*Your goal*: Quote, verbatim, all material below, without pictures.

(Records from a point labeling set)

= = = =

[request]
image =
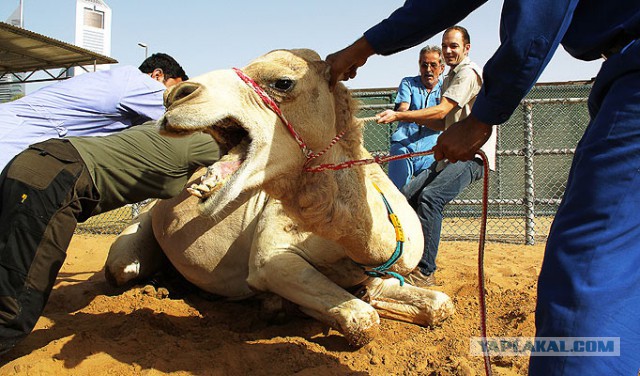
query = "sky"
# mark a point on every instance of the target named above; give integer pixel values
(203, 35)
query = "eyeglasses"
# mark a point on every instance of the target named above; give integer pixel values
(433, 66)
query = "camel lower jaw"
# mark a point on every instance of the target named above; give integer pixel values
(221, 172)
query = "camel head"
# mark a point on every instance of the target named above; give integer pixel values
(261, 152)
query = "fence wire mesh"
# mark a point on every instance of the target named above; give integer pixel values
(534, 153)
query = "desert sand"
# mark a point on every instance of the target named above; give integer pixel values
(89, 328)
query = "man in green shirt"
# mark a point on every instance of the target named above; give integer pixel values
(51, 186)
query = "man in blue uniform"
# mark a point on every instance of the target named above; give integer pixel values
(588, 285)
(415, 93)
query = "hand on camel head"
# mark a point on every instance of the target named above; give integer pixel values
(386, 117)
(462, 140)
(345, 63)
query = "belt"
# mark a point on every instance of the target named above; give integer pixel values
(619, 42)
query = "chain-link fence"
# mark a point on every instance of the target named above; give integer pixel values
(535, 148)
(534, 153)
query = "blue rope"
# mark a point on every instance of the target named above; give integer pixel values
(382, 270)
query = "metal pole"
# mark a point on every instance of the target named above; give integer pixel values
(529, 192)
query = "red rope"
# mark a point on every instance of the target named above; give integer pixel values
(348, 164)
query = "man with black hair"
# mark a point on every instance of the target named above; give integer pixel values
(589, 280)
(91, 104)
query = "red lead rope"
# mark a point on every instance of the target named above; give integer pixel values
(310, 155)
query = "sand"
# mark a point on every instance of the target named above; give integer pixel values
(89, 328)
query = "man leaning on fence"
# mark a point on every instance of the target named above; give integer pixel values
(588, 284)
(436, 186)
(415, 93)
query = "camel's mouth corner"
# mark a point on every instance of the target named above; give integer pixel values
(235, 144)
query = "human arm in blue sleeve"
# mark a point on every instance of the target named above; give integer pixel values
(530, 32)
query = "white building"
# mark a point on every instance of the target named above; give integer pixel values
(11, 91)
(93, 29)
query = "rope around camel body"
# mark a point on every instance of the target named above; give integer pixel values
(310, 156)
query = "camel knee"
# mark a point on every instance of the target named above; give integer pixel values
(408, 303)
(135, 254)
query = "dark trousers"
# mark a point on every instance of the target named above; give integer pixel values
(46, 190)
(429, 192)
(589, 284)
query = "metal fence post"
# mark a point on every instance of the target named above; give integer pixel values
(529, 192)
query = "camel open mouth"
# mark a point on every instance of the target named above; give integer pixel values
(235, 144)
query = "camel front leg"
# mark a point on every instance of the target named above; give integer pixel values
(293, 278)
(135, 254)
(408, 303)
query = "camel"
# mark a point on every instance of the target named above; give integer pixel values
(258, 222)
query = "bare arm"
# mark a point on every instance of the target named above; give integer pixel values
(462, 140)
(345, 63)
(403, 106)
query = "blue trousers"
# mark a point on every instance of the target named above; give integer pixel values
(589, 284)
(429, 192)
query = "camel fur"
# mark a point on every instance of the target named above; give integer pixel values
(257, 222)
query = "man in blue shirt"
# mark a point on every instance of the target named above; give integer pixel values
(91, 104)
(588, 285)
(437, 185)
(415, 93)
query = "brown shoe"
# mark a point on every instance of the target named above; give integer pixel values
(418, 279)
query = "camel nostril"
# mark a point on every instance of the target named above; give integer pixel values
(180, 92)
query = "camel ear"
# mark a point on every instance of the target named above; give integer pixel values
(323, 68)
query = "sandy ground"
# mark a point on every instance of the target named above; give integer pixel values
(89, 328)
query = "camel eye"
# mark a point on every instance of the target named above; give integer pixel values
(283, 84)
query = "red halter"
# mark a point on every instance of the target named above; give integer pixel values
(330, 166)
(308, 153)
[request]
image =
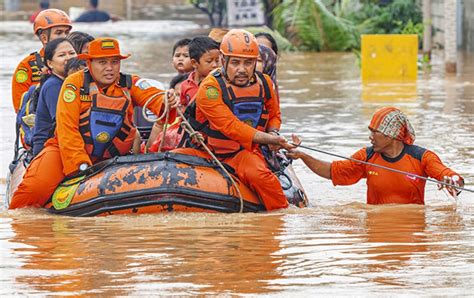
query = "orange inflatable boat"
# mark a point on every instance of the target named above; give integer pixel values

= = = =

*Exercise solution*:
[request]
image =
query = "sky"
# mark a point on every instance of the target named above; give integer pixel values
(203, 35)
query = "eyeglasses"
# mark a point on every instance of the target named above; give integer pixel values
(433, 66)
query = "camel lower jaw"
# mark a point on every instance of the target named above; give integer pixel values
(221, 172)
query = "camel head"
# mark a point on every instance of the target named above; give integer pixel values
(261, 152)
query = "fence wire mesh"
# mark a point on every instance of the target named above; give integer pixel values
(534, 153)
query = "desert sand"
# mark a point on every instance of the target named above; give integer pixel values
(89, 328)
query = "man in green shirt"
# mark a point on every instance of the target named above; give integer pixel values
(51, 186)
query = "man in blue uniform"
# mark a point on every instance of the target named above; give integer pixel values
(588, 285)
(415, 93)
query = "hand on camel head"
# mark a point on every instance of the target named above; give integer pixel values
(386, 117)
(462, 140)
(345, 63)
query = "belt"
# mark a point on every instance of the target named above; give integer pixel values
(619, 42)
query = "chain-link fence"
# mark a point on every instance of the target named above; give integer pixel values
(535, 148)
(534, 153)
query = "blue rope"
# mark a point on every instance of the target named above; give integer pixel values
(382, 270)
query = "metal pole"
# mark a point on every instance of the target named above; give integer pixel values
(529, 192)
query = "red rope"
# mark a point on every instance of the target named above; give integer pixel values
(348, 164)
query = "man with black hair"
# mark a point on every instance of the target named above; give integer pixel values
(589, 280)
(91, 104)
query = "red lead rope"
# mark a point on every instance of the target named above; give integer pixel values
(310, 155)
query = "sand"
# mark a point on every instance of the target named above; give integer pixel values
(89, 328)
query = "man leaning on fence"
# mark a point on every instance of the target named above; give integer pixel values
(588, 284)
(436, 186)
(415, 93)
query = "camel's mouth corner"
# mark a point on every instance of the target named above; give integer pixel values
(235, 144)
query = "human arm in blue sleeve"
# mark a point on every instance of the target named above; give integer pixel values
(530, 32)
query = "white building"
# mark a point on every instance of the target named above; give integer pixel values
(11, 91)
(93, 29)
query = "rope around camel body"
# mark a point on every instance of the target named above; give integer pixel values
(310, 156)
query = "camel knee"
# mark a point on every instance of the target named above; give integer pixel values
(408, 303)
(135, 254)
query = "dark trousers"
# mark a point on every instance of the target named above; give integer pixel values
(46, 190)
(429, 192)
(589, 284)
query = "metal fence post"
# mark a point on every instance of the target named above; give integer pixel values
(529, 192)
query = "camel open mouth"
# mark a point on every instance of the target named above; give integer pixel values
(235, 144)
query = "camel front leg"
# mark a point on every instance of the target named above; give integer pixel values
(293, 278)
(135, 254)
(408, 303)
query = "camel"
# mark a point on every instance of the target named above; give integer pixel values
(258, 222)
query = "bare arm"
# mark a point on every instance of the target named above; give integer pixel values
(462, 140)
(345, 63)
(403, 106)
query = "blue trousers"
# mark a point on every instance of the target named above; give integer pixel values
(589, 284)
(429, 192)
query = "camel fur"
# mark a point on every instance of the target named above; give integer pixel values
(257, 222)
query = "man in blue shirt"
# mark a point on every instance of the target named above; give integer pixel values
(91, 104)
(588, 285)
(437, 185)
(415, 93)
query = "brown shoe"
# mark a point on every instance of the target named above; give integer pixel values
(418, 279)
query = "camel nostril"
# mark a point on every instance of the target named above; give integer pixel values
(180, 92)
query = "camel ear"
# mark a point on every instance of the target named above; give integer pixel values
(323, 68)
query = "sandy ground"
# mark a point on every instance of the target named above; give integer pixel values
(89, 328)
query = "camel eye"
# mark a point on every instance of the target named above; give integer pixel values
(283, 84)
query = "red halter"
# mark a point on every instance of the target named above; give integer pixel values
(330, 166)
(308, 153)
[request]
image =
query = "orange inflatable boat"
# mark a point on every instance of the target named above; give integer pixel values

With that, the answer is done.